■ **PROBLEM STATEMENT**
Pull out every line of the records below that contains the string "beak", and copy each one in full.

■ **Labeled-object pointing entries**
----------------
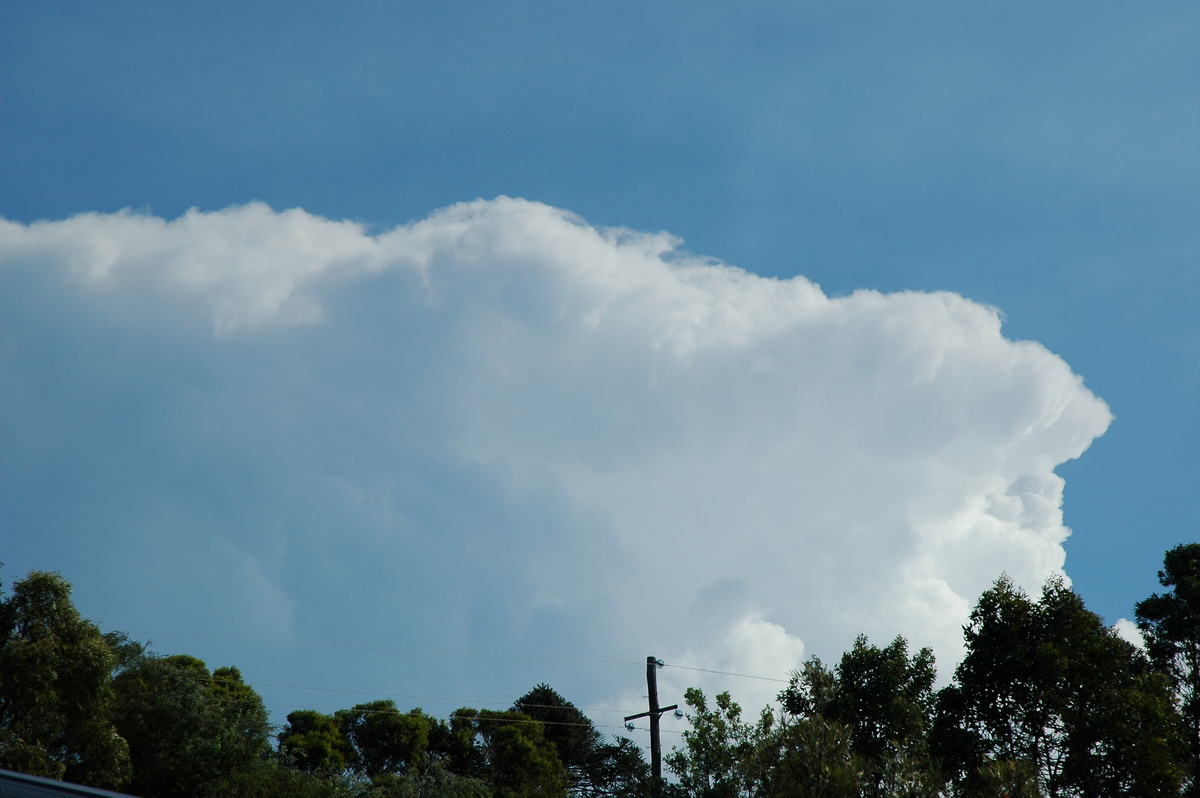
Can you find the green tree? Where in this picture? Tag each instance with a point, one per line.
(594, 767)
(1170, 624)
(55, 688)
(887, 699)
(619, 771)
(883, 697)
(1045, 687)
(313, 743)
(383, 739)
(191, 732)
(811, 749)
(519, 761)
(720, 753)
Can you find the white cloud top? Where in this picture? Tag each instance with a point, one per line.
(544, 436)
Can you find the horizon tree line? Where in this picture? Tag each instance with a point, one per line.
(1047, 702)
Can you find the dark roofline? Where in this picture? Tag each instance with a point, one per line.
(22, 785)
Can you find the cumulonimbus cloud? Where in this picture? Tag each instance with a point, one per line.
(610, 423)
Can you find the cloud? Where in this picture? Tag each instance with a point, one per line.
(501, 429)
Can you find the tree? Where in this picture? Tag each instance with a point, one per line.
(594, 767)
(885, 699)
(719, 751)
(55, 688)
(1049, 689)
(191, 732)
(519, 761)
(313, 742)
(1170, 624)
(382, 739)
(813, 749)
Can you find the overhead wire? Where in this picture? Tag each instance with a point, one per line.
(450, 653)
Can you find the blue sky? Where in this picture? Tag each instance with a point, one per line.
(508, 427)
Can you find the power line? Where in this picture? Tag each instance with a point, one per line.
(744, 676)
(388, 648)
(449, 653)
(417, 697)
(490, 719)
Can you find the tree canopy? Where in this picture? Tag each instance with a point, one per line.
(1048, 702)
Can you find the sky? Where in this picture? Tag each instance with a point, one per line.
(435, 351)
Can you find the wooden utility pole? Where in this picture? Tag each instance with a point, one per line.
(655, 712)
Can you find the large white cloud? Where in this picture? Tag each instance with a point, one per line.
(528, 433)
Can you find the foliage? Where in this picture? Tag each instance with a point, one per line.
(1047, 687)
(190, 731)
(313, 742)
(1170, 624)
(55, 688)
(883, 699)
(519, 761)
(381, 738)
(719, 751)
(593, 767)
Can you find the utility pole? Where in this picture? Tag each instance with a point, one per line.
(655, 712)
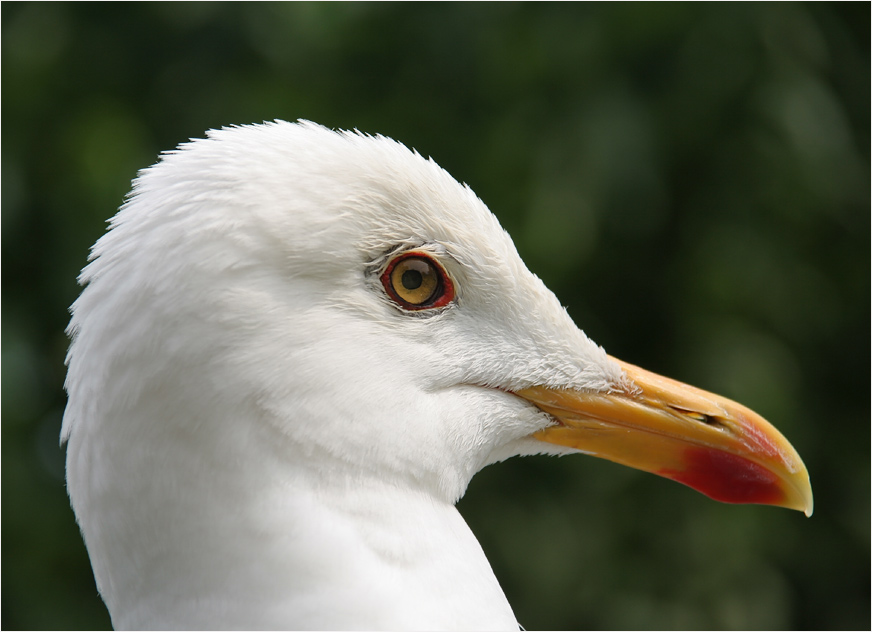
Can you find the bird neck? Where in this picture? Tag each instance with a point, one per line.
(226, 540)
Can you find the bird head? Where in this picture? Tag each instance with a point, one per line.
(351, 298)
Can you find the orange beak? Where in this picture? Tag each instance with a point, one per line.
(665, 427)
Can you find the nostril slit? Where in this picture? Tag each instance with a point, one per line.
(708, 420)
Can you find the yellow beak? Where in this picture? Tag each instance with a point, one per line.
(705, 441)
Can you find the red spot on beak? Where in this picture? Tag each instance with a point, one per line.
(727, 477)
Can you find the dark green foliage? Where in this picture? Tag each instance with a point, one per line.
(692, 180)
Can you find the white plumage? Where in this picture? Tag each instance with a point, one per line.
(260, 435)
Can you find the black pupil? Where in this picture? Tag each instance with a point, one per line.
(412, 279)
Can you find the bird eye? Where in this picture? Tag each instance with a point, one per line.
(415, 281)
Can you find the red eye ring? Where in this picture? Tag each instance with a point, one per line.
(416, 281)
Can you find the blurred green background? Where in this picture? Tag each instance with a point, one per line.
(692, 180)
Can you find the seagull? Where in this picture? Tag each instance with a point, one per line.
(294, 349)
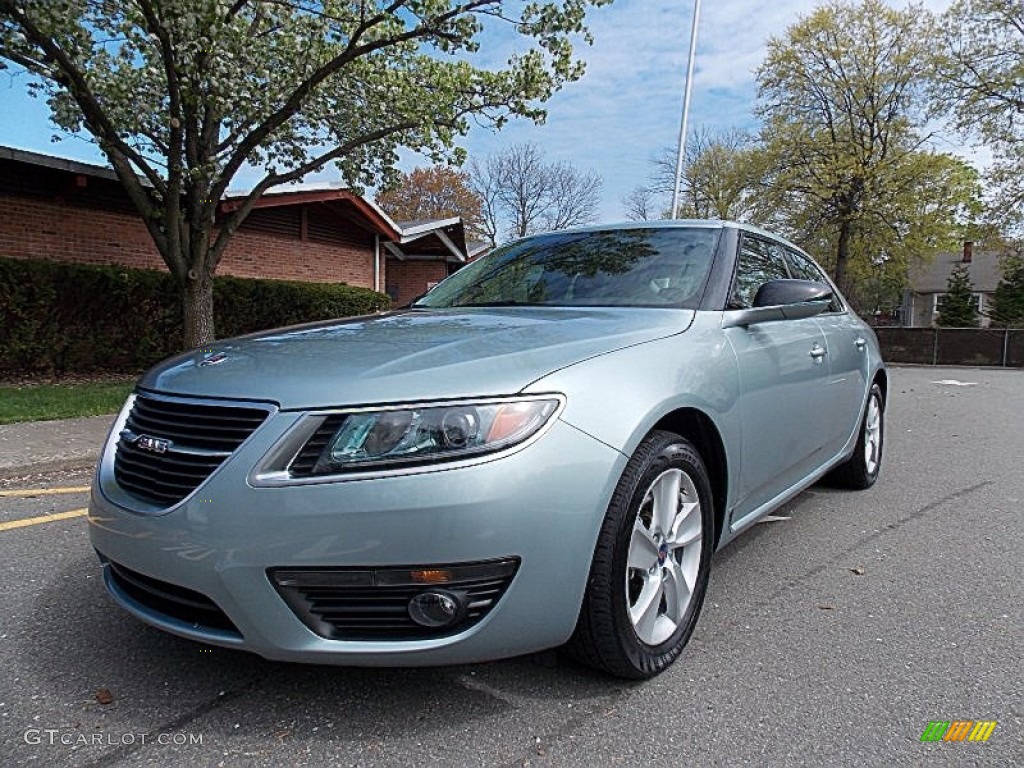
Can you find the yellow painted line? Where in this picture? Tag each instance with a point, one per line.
----------------
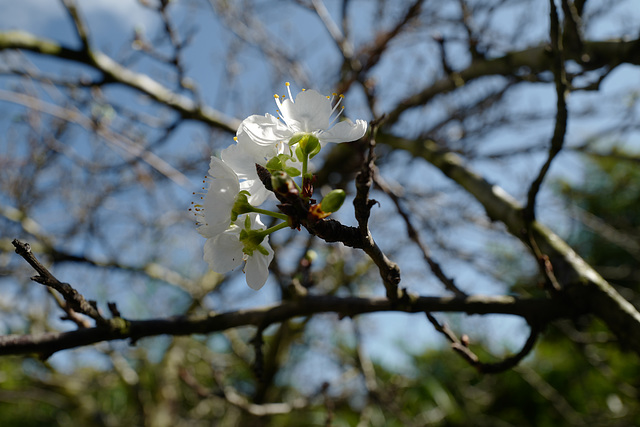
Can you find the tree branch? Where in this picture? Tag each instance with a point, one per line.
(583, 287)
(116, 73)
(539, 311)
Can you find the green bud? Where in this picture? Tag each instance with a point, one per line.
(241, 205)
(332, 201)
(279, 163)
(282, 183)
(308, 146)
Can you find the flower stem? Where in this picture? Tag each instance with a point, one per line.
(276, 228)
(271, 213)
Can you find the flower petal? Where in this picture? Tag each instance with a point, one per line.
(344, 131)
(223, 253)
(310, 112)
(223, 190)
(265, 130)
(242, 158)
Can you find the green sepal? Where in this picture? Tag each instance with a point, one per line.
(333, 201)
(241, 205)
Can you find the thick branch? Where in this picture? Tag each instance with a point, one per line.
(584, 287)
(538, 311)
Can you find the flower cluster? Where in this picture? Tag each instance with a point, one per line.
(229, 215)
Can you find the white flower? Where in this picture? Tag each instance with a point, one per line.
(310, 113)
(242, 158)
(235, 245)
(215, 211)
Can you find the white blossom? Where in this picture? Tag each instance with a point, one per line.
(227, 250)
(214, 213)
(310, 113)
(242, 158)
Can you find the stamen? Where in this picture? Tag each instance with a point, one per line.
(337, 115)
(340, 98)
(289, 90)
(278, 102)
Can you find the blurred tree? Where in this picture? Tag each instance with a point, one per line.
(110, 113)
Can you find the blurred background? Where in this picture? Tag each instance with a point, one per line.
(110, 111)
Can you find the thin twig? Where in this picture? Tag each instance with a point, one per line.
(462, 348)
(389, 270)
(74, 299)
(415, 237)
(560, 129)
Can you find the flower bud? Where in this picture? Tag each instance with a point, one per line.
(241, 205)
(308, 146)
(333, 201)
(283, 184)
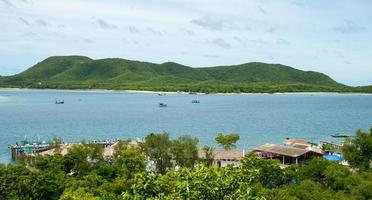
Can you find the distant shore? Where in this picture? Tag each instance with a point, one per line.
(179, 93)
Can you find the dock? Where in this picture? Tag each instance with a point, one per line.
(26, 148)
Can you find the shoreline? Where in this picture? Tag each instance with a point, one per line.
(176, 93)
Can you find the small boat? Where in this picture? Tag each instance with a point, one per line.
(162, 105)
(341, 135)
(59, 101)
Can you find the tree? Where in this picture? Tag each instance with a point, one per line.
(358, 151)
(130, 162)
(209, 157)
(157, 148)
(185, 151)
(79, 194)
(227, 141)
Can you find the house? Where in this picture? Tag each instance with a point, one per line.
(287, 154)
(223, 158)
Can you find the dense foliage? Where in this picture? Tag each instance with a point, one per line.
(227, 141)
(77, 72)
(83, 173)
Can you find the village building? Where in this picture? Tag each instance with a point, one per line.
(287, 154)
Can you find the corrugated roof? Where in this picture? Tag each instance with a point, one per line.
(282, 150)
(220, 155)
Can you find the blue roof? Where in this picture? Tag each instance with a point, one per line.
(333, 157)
----------------
■ **SOLUTION**
Can you find the orange beak? Where in this picture? Tag each instance with a point, one per line.
Can you find the yellow beak? Where in this picture? Tag each instance with a point, one per line.
Can you find the red spot on beak? Where in this picture? Tag each instance with a point, one per line.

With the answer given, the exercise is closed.